*SOURCE RECORDS*.
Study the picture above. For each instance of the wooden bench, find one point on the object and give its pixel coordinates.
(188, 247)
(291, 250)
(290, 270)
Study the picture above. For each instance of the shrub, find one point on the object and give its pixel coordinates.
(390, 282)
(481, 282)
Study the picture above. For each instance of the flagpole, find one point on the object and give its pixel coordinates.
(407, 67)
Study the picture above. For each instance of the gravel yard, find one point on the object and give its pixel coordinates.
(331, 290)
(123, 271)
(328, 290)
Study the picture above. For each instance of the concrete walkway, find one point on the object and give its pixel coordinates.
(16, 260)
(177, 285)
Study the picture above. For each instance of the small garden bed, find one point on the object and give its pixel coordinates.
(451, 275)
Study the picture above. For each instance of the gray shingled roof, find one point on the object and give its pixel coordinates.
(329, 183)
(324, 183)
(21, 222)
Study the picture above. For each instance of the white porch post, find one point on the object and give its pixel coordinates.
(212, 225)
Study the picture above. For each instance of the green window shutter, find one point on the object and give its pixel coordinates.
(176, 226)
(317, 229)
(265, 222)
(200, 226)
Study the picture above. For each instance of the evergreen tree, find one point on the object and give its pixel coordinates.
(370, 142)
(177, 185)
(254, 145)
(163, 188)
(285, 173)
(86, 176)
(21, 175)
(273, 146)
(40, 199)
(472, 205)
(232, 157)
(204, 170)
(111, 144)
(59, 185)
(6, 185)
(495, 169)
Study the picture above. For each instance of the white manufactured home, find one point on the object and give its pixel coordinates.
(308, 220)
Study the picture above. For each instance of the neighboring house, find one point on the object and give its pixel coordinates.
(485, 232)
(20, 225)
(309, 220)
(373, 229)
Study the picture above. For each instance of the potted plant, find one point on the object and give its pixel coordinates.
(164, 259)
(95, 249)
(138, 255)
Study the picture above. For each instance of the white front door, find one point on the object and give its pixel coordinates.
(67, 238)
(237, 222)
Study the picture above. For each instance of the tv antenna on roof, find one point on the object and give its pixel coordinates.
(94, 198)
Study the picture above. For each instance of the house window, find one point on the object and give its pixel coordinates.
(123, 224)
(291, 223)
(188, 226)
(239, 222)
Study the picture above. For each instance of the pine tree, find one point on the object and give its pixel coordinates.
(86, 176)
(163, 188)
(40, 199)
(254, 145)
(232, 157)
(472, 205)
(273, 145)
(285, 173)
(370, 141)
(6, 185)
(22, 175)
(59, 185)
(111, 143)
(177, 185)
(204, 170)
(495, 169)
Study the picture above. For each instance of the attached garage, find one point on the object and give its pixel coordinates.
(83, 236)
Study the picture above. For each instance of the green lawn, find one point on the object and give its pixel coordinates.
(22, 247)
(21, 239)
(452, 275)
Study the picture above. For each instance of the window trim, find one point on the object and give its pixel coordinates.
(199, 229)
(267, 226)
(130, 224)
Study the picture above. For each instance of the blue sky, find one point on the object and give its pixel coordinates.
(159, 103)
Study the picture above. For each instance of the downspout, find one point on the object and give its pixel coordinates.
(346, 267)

*TASK OBJECTIVE*. Print all of the records above again, word for word and in their original order.

*COMPLETE OUTPUT*.
Study the picture above. For each instance of the wooden bench, find one point on the object and give its pixel coordinates.
(188, 247)
(291, 250)
(290, 270)
Study the picture above. For each instance of the shrub, find one point on the object and give its pixel coordinates.
(390, 282)
(481, 282)
Study the picture above. For each instance of the flagpole, find one point on the object and give its pixel coordinates.
(407, 67)
Study the picture above. For each instance of the gravel yard, find one point on the object and give its pixel coordinates.
(331, 290)
(123, 271)
(328, 290)
Study the picture above. For each instance of the concrete walkway, find one point on the object and give its pixel coordinates.
(16, 260)
(177, 285)
Study the picture above. For each instance of the small garden bed, find one point on the object and give its pixel coordinates.
(451, 275)
Study the picture above. For each instance of the gray shingled roof, find one point on the object and give its pixel coordinates.
(329, 183)
(324, 183)
(21, 222)
Study the picture above. For each instance of the white porch post, find one point on the object and give its pixel coordinates.
(212, 225)
Study the picture above. For each instance of the green window shutter, find one point on the object and give its pixel coordinates.
(176, 226)
(317, 229)
(265, 222)
(200, 226)
Study the picture above. For each instance of the evergreen tree, find one point on the object and give its pixel coordinates.
(370, 142)
(177, 185)
(254, 145)
(163, 188)
(285, 173)
(86, 176)
(21, 175)
(273, 146)
(40, 199)
(472, 205)
(232, 157)
(204, 170)
(111, 144)
(59, 185)
(6, 185)
(495, 169)
Study the picture above. For each instance of the white manufactured home, find one point on the object and give its pixel coordinates.
(308, 220)
Study the picture above. For each instance of the neighboring house, find one point on the object and give its pixel coordinates.
(485, 232)
(20, 225)
(309, 220)
(373, 229)
Study the picture above. For each instance of the potted plant, find one point on the object and give its pixel coordinates.
(164, 259)
(95, 249)
(138, 255)
Study the picture above. For each instance of the white front door, find one point on the object and give its pixel coordinates.
(67, 238)
(237, 222)
Study the picture above. For each instance of the tv antenna on roof, find one point on the object and give its pixel coordinates.
(94, 198)
Study the picture above. For each instance of the house window, find one point on the object and give its pixel coordinates.
(123, 224)
(291, 223)
(188, 226)
(239, 222)
Study the picture above. For each instance of the pine tree, find one point on the object and give its pixel coordinates.
(86, 176)
(163, 188)
(40, 199)
(254, 145)
(232, 157)
(472, 205)
(273, 145)
(285, 173)
(370, 141)
(6, 185)
(22, 175)
(59, 185)
(111, 143)
(177, 185)
(204, 170)
(495, 169)
Study the picture above. For each instance of the attached garage, find one point on the object and give its pixel coordinates.
(83, 236)
Study the picture above. For each instance of the green lawn, find one point on the object and give its pixel coordinates.
(22, 247)
(21, 239)
(452, 275)
Study the picture above. For each instance of the window trim, find one point on the object and give its pixel coordinates.
(199, 229)
(267, 226)
(130, 224)
Study the picture above. For each instance of the blue sky, find one point on the object and give its pixel coordinates.
(159, 103)
Study the picture above. For each instance of the downspout, find one point on the object and give its pixel coordinates.
(346, 267)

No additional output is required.